For every line in the material below that holds "rear", report the line.
╔══
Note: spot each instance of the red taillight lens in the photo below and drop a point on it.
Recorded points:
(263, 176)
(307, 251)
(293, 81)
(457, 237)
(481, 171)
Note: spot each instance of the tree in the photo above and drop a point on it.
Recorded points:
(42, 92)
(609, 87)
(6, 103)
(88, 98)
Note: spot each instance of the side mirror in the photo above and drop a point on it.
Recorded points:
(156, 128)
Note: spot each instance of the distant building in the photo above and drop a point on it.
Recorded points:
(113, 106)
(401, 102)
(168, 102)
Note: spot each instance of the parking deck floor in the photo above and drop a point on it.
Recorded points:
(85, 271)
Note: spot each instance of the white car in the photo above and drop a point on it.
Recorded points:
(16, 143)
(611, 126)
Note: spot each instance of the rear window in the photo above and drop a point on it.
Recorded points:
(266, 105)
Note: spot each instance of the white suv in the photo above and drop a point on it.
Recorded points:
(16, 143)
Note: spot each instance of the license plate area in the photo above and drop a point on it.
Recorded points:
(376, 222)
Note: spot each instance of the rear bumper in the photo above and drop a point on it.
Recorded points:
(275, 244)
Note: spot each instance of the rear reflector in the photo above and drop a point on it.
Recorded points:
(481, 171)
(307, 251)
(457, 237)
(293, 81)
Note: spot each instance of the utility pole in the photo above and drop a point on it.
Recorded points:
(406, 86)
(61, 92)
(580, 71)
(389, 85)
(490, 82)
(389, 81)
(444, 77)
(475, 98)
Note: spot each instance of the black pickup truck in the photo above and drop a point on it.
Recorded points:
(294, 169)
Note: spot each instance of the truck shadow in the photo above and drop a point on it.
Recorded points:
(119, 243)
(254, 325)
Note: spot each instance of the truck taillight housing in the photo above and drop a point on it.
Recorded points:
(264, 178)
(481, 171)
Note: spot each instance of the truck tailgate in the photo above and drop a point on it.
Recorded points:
╚══
§ **WRITTEN REPLY**:
Note: spot each instance of the rear window in the photo above and drop a point on it.
Note: spot each instance of the rear bumper in the photo above and drop a point on it.
Note: spot each instance of the rear reflector in the photo above and drop a point on it.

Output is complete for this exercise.